■ DIRECTIONS
Please answer these questions from the offering summary below, one line each:
(a) In what state, and on what date, was TriView Global Fund, LLC organized?
(b) At which bank are accepted subscriptions held until the minimum is sold?
(c) What is the maximum dollar amount of units being offered?

Summary of the Offering

This summary is to assist your understanding of the offer.  To be certain you
have a full understanding of the risks of this investment, you must carefully
review the entire document, including the appendixes.

The Fund

TriView Global Fund, LLC:

*  is a Delaware limited liability company organized on October 1, 2004

*  maintains its main business office at 5914 N. 300 West, P. O. Box C,
Fremont, Indiana 46737, (260) 833-1306 with duplicate copies of its financial
records kept with Michael J. Liccar & Co., Certified  Public  Accountants, 53
West Jackson Boulevard, Suite 1250, Chicago, Illinois 60604, (312) 922-6600

*  is operated pursuant to a LLC Operating Agreement which is included as
Appendix A

*  is managed and controlled by TriView Capital Management, Inc., a Delaware
corporation, and Michael Pacult, the sole owner and principal of TriView
Capital, both of which are collectively referred to as the managing member.

The managing member employs independent professional trading managers called
commodity trading advisors to select trades for the Fund.

Description of Securities Offered for Sale

We are offering a minimum of $900,000 and a maximum of $50,000,000 in units
of membership interest at a value per unit that is initially established by
the managing member at $1,000.  After we commence business, units will be
offered at the month end net asset value per membership interest, which
reflects trading profits, losses and expenses.

Plan For Sale of Membership interests

All sales will be made through broker dealers that will use their best
efforts, which means they will try, but not guarantee, to sell the membership
interests.

All subscriptions accepted by the managing member will be placed in an
depository account maintained at Star Financial Bank, Angola, IN until the
minimum, $900,000 is sold.  Neither the managing member nor its affiliates
may purchase membership interests to meet the minimum.  If the minimum is
sold, the depository account will be distributed into accounts in the name of
the Fund.  Interest accrued on your subscription amount will be used to buy
additional membership interests for you.  If the minimum is not sold after
one year from the date of this prospectus, the managing member has directed
the bank to within five days return your original investment, with any
interest accrued and without any deduction for any expenses.

This offering will continue until the maximum of $50,000,000 is sold.  The
managing member may terminate this offering at any time.

Subscription Procedure

To purchase membership interests, you must:

*  complete and execute a subscription agreement (Appendix D), and deliver
your executed subscription documents and check for your investment, which
should be made payable to "Star Bank for the acct. of TriView Fund"

■ RECORD LIST

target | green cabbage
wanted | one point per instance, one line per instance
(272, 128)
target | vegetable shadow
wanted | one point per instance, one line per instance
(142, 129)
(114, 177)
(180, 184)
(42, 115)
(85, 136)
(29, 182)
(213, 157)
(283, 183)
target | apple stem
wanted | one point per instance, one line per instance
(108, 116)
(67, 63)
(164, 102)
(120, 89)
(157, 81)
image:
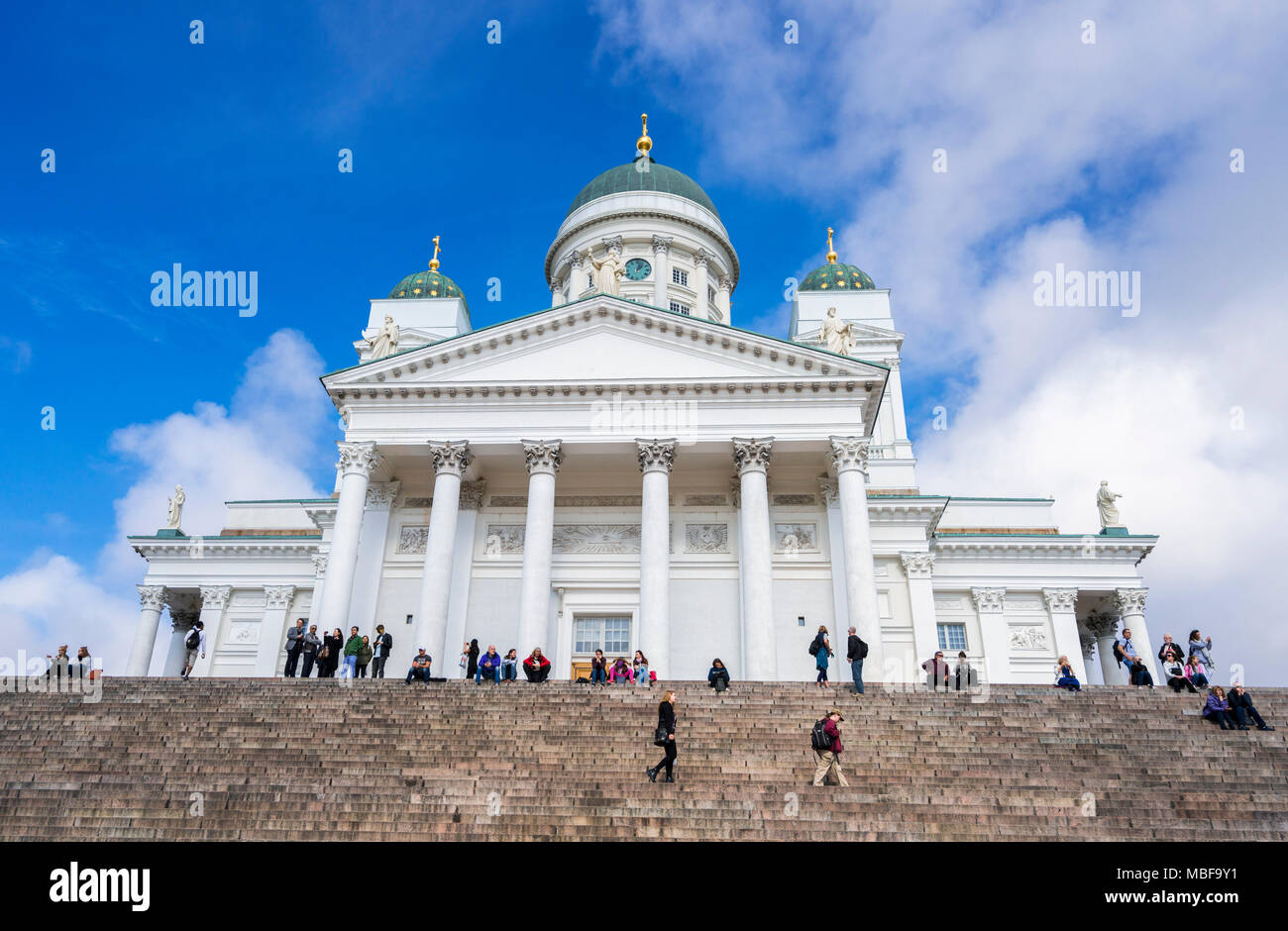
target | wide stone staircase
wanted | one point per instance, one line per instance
(224, 759)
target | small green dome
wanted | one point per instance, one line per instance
(426, 284)
(634, 176)
(836, 275)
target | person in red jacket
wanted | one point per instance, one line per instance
(536, 668)
(829, 760)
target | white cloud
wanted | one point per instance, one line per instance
(262, 446)
(1107, 155)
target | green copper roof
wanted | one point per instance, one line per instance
(836, 275)
(428, 284)
(644, 174)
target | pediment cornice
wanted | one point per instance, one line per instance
(747, 357)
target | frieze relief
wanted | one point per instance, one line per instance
(1030, 638)
(795, 537)
(412, 539)
(706, 537)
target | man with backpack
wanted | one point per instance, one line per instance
(294, 644)
(825, 741)
(857, 652)
(193, 643)
(1125, 652)
(382, 644)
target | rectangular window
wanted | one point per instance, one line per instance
(952, 638)
(608, 634)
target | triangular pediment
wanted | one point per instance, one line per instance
(604, 340)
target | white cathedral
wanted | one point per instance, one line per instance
(630, 470)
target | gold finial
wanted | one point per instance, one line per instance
(643, 145)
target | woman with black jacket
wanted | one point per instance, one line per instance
(473, 662)
(666, 721)
(334, 646)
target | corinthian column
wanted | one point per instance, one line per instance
(849, 458)
(759, 646)
(1061, 604)
(542, 459)
(661, 270)
(151, 600)
(1104, 629)
(357, 463)
(656, 458)
(451, 460)
(1131, 607)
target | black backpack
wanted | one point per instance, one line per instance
(818, 738)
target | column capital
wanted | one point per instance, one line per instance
(183, 620)
(1060, 599)
(849, 454)
(450, 456)
(751, 455)
(472, 494)
(361, 459)
(828, 489)
(990, 600)
(215, 595)
(542, 456)
(917, 565)
(656, 455)
(151, 596)
(381, 494)
(1129, 600)
(1102, 626)
(278, 596)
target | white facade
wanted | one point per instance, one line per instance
(610, 471)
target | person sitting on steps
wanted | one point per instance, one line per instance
(536, 668)
(619, 672)
(1196, 672)
(420, 665)
(1240, 704)
(1218, 710)
(717, 676)
(1176, 678)
(597, 669)
(1064, 677)
(936, 672)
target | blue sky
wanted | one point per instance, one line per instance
(224, 155)
(1106, 155)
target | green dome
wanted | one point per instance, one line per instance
(657, 178)
(836, 275)
(426, 284)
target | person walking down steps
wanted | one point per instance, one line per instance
(665, 738)
(825, 739)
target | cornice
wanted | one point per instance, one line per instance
(1042, 548)
(226, 548)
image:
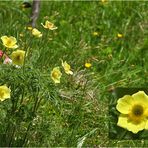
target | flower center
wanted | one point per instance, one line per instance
(55, 74)
(1, 94)
(137, 110)
(18, 58)
(9, 42)
(137, 113)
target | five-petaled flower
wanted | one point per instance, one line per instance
(87, 65)
(36, 32)
(56, 74)
(49, 25)
(67, 68)
(9, 42)
(18, 57)
(134, 112)
(119, 35)
(4, 92)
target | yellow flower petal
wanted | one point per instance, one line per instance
(4, 92)
(141, 97)
(87, 65)
(146, 125)
(49, 25)
(56, 75)
(36, 32)
(67, 68)
(9, 42)
(18, 57)
(124, 104)
(122, 121)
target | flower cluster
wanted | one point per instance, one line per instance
(4, 92)
(56, 73)
(134, 112)
(16, 57)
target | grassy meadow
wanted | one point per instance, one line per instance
(106, 45)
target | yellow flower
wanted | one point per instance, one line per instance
(4, 92)
(29, 28)
(119, 35)
(36, 32)
(95, 33)
(67, 68)
(18, 57)
(49, 25)
(56, 74)
(134, 112)
(87, 65)
(21, 34)
(9, 42)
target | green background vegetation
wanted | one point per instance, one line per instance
(74, 112)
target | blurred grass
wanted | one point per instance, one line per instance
(81, 116)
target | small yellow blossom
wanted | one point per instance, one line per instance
(67, 68)
(56, 74)
(104, 1)
(36, 32)
(18, 57)
(9, 42)
(21, 34)
(134, 112)
(49, 25)
(29, 28)
(119, 35)
(95, 33)
(87, 65)
(4, 92)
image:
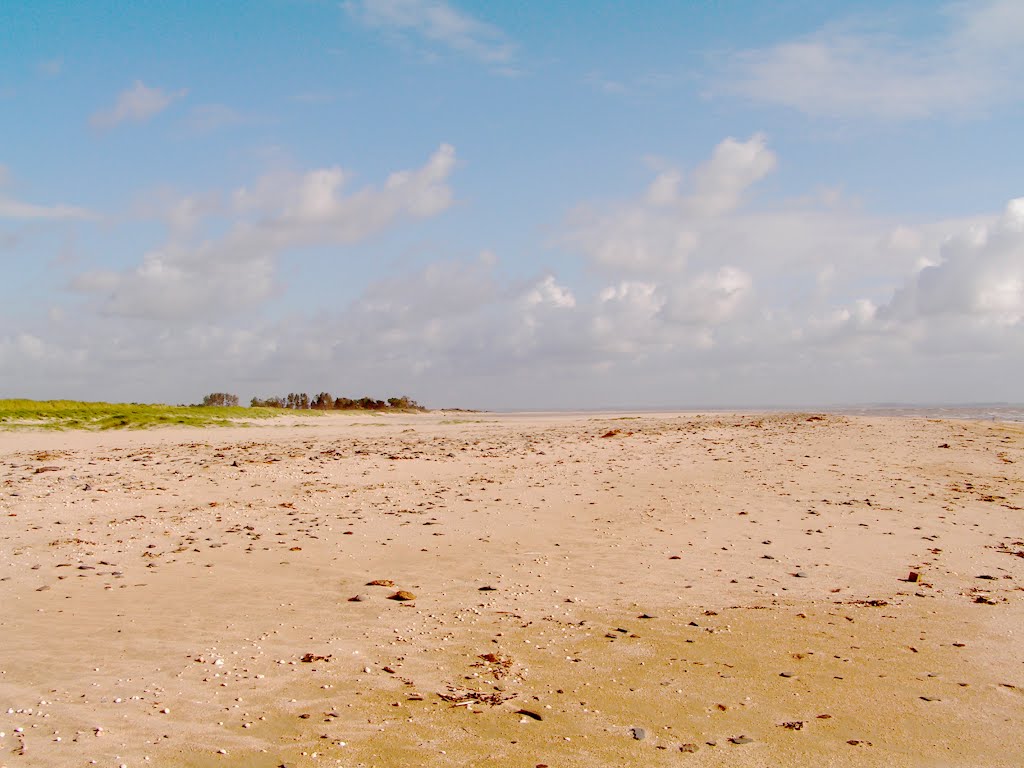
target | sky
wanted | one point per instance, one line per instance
(528, 205)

■ ANSWER TO THIS PROBLEM
(a) Delaware, on October 1, 2004
(b) Star Financial Bank, Angola, IN
(c) $50,000,000